▶ **Task prompt**: Read through the lines below and copy the ones holding the string "athletic".
** Opening Data supplied block **
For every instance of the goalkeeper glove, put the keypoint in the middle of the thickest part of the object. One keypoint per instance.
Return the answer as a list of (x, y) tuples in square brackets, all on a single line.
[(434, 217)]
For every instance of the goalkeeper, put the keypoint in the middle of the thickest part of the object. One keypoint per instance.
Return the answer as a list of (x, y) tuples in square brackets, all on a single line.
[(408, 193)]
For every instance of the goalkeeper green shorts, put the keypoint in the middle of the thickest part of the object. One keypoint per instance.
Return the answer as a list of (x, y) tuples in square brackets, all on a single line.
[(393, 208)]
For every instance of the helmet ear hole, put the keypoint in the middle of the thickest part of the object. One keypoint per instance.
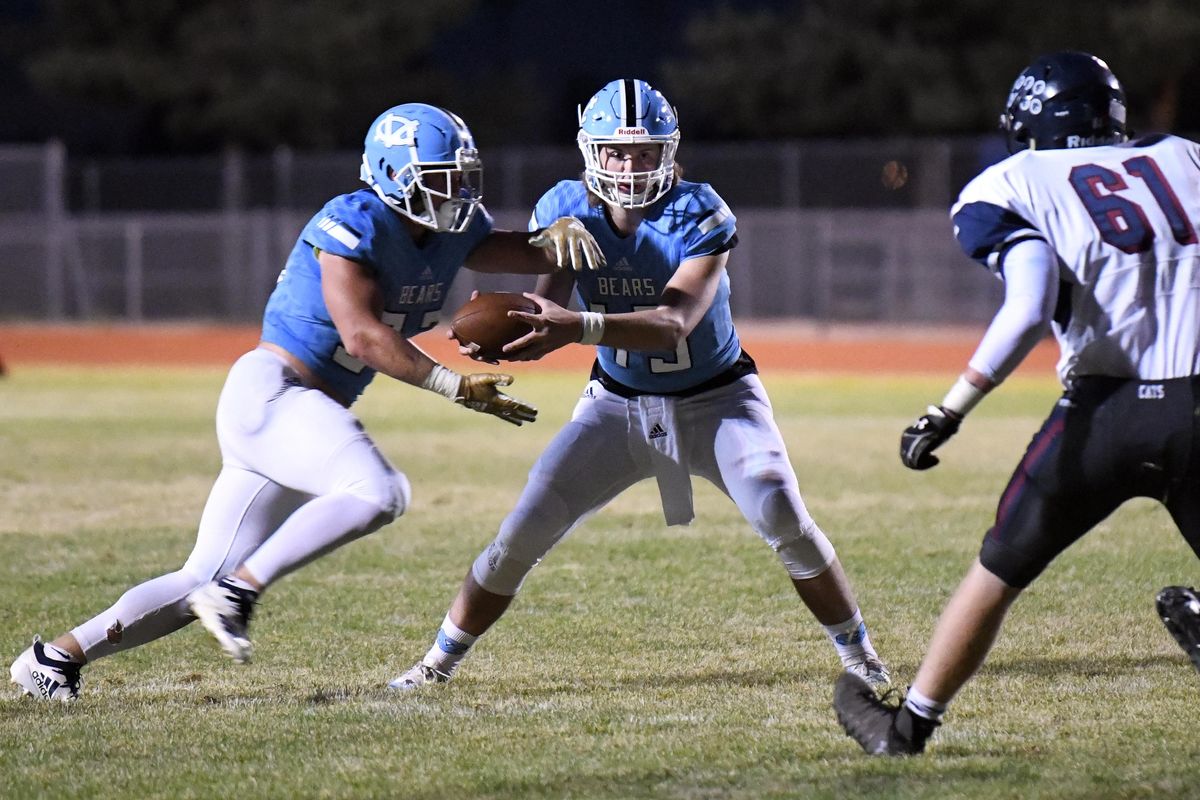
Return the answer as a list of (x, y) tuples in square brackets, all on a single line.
[(630, 113), (412, 155)]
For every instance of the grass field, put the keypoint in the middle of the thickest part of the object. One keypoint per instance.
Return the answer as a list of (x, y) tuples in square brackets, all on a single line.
[(639, 661)]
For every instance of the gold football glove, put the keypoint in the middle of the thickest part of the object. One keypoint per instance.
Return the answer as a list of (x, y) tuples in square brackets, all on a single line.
[(479, 392), (570, 240)]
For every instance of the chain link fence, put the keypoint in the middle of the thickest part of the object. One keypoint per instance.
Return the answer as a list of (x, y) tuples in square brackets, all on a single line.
[(828, 230)]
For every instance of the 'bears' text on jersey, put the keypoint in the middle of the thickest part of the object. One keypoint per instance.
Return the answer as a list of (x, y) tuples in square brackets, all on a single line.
[(414, 282), (689, 222)]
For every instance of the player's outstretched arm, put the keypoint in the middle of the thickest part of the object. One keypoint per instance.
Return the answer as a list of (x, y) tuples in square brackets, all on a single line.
[(480, 392), (684, 301), (565, 242)]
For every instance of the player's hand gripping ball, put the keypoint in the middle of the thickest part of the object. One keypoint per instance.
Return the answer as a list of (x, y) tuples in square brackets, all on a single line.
[(484, 323)]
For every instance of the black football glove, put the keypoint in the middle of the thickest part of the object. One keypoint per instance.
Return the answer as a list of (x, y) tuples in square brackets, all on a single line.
[(1180, 609), (927, 434)]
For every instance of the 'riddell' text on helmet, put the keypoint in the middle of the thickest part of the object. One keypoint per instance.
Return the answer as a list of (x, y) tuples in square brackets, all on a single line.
[(628, 112), (1065, 100), (421, 161)]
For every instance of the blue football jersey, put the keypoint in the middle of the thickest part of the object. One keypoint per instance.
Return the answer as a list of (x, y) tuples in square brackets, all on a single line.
[(414, 282), (689, 222)]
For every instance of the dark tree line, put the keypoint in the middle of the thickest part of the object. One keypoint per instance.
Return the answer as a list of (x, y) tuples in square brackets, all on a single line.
[(199, 74)]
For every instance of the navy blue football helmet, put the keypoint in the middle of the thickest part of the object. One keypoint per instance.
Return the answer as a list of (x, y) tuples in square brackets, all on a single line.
[(421, 161), (628, 112), (1065, 100)]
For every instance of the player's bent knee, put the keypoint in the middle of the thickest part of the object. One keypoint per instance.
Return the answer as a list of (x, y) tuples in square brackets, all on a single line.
[(498, 571), (1012, 566), (807, 557)]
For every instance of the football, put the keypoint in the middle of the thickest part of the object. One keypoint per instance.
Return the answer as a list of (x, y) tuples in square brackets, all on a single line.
[(485, 322)]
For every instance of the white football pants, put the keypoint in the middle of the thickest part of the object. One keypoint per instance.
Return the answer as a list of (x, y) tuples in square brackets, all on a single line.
[(299, 479), (726, 435)]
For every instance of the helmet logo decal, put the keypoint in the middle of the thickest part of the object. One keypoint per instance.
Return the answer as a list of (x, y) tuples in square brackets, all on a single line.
[(395, 131)]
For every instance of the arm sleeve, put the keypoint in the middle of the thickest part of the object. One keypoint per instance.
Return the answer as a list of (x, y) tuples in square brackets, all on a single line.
[(1031, 290)]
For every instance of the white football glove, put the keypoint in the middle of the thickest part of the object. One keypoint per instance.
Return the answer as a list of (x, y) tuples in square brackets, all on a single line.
[(571, 240)]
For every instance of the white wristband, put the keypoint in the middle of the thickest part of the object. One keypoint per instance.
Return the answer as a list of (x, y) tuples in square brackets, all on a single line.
[(593, 326), (963, 397), (444, 382)]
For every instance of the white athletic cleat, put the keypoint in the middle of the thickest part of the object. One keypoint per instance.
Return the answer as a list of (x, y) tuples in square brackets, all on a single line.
[(39, 674), (225, 608), (421, 674), (873, 671)]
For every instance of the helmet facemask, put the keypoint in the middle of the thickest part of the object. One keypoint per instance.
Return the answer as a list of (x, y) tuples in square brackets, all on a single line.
[(628, 113), (628, 190)]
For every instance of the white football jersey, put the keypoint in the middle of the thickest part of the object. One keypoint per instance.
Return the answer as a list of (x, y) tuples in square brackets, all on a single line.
[(1122, 221)]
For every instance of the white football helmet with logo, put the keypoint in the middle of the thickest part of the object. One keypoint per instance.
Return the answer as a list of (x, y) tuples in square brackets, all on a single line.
[(421, 161), (628, 112)]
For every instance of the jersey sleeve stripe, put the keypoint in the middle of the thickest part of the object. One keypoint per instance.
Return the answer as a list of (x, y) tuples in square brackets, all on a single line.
[(984, 230), (711, 220)]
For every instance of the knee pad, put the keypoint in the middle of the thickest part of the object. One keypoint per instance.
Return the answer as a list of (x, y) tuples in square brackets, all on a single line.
[(385, 488), (786, 525), (538, 523)]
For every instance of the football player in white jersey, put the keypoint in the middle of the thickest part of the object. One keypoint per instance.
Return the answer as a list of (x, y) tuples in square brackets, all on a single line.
[(299, 475), (672, 394), (1095, 238)]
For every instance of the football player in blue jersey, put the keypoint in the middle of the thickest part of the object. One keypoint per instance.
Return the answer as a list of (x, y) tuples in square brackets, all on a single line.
[(1095, 239), (300, 476), (672, 394)]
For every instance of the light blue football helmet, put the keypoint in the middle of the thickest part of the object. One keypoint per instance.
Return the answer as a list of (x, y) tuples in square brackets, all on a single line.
[(421, 161), (628, 112)]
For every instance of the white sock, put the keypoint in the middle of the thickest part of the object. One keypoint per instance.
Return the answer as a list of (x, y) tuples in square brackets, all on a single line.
[(450, 647), (850, 638), (924, 707)]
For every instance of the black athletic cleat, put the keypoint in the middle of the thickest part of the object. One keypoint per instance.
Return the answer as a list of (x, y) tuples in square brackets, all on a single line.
[(1180, 609), (225, 608), (880, 728)]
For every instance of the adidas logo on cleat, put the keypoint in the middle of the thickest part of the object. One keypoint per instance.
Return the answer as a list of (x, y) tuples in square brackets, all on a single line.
[(46, 685)]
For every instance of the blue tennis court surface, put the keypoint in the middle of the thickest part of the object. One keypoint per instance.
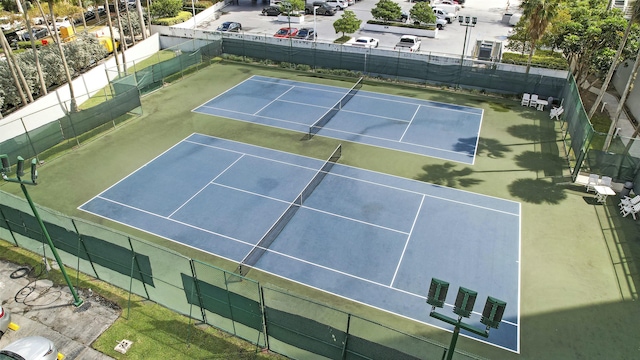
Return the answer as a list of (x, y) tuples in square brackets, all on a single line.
[(435, 129), (369, 237)]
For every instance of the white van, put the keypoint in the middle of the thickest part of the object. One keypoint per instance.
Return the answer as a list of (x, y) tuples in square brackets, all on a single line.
[(338, 4)]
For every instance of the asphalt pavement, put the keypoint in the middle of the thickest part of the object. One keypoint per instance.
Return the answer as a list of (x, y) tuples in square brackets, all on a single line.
[(40, 308), (448, 41)]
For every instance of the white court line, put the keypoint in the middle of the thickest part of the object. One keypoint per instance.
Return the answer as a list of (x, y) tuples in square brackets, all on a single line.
[(409, 125), (204, 187), (406, 244), (369, 181), (224, 92), (301, 86), (169, 219), (340, 131), (274, 100)]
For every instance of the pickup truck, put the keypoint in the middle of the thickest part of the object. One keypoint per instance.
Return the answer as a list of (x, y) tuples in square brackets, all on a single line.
[(409, 43), (450, 17)]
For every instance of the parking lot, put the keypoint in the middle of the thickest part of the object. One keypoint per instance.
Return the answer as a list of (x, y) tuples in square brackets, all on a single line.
[(448, 41)]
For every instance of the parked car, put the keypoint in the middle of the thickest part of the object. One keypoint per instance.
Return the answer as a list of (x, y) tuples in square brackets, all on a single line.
[(5, 320), (366, 42), (31, 348), (440, 23), (62, 21), (322, 8), (38, 33), (271, 11), (286, 32), (230, 26), (338, 4), (306, 34)]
** Closing Data supplied block **
▶ **Output of the task**:
For every instance of the white athletic cleat, put the keypoint in the middle of the thickest part of the object. One keypoint per instance.
For every instance of the black athletic cleat, put the keypoint in the middle of the thickest part of the object. One keypoint per instance.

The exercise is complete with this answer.